**WHAT TO WORK ON:**
[A] Summarize the passage on Earth and human progress in two sentences.
[B] According to the passage on Earth and human progress, what was average global life expectancy in 1900 and in 2014?

**EXCERPTED PASSAGE:**
The photo captured a barely visible pale blue dot floating in inky
blackness. As Carl Sagan says
in Pale Blue Dot (1997), all the heroes and villains, saints
and sinners, warriors and peace-makers, of our global human history have
played out on this dot. This
tiny ball of stone, wrapped in land, water and air, graced by a thin mantle
of life. In the near-infinite
expanse of the universe, many other living worlds no doubt exist (New York
Times, May 30, 2021). But they
are so far away that even the light of their stars takes many years to reach
us. Faster-than-light travel
and worm-holes in space allowing rapid transport to other worlds will always
remain in the realm of science fiction.
In reality, we are stuck here on our lonely planet and need to make
the best of it. Over the past billions of years, our planet has
nurtured the evolution of a marvelous array of plants and animals, including
humans. Since 10,000 years ago,
in the stable climate of the Holocene, humans have gradually prospered.
In the last 200 years, though, our inventive genius, expressed in
science and technology, has vastly accelerated the pace of improvement.
Despite all the evils--wars, colonialism, exploitation, dictatorship,
inequality, discrimination, genocide, paranoia—the benefits have become
increasingly available around the globe, as Steven Pinker points out in
Enlightenment Now (2018).
As a result, average global life expectancy has grown rapidly-- from 32
years in 1900 to 71.4 years in 2014.
Average education increased greatly.
For instance, China went from 1.4% primary school enrollment in 1900
to 100% in 2015. In the same
period, India went from 7% to 100%.
Average global UN Human Development Index (varies from 0 to 1, based
on longevity, education and standard of living) increased greatly.
For instance, India went from HDI 0.04 in 1900 to 0.38 in 2015.
In the same period, China went from HDI 0.04 to 0.54.

**COLLECTED DATA:**
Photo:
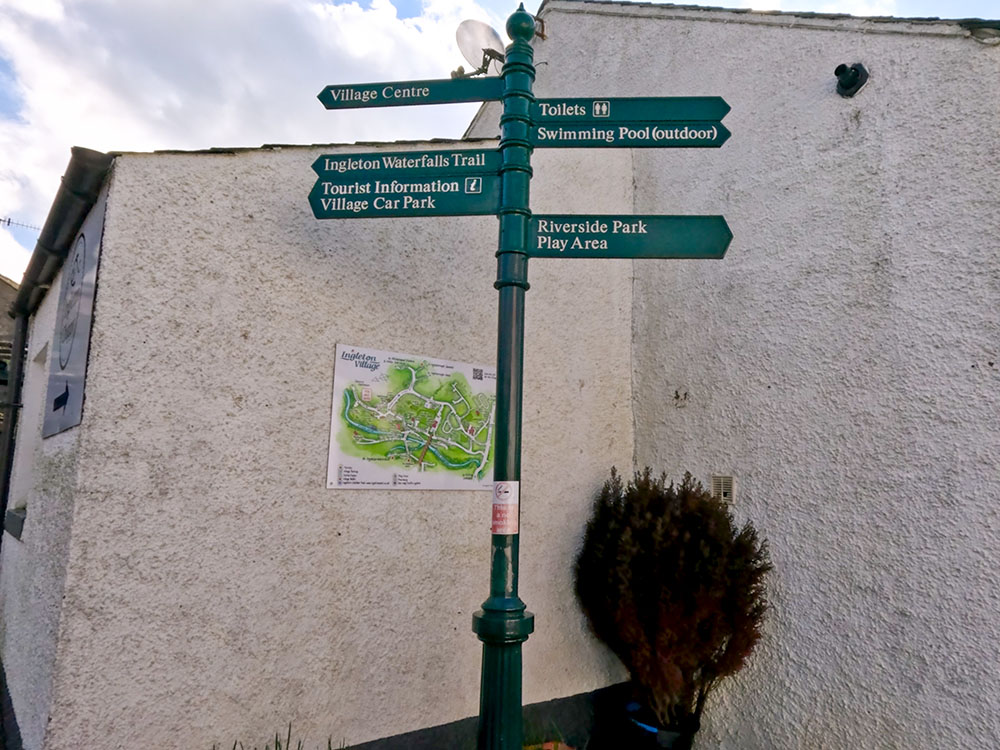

**ANSWERS BELOW:**
[A] Earth is a tiny, lonely planet, and though other living worlds surely exist, they are so far away that humans are stuck here and must make the best of it. Humans have prospered since the stable climate of the Holocene, and over the last 200 years science and technology have vastly sped up improvement, raising global life expectancy, education and Human Development Index scores.

[B] It was 32 years in 1900 and 71.4 years in 2014.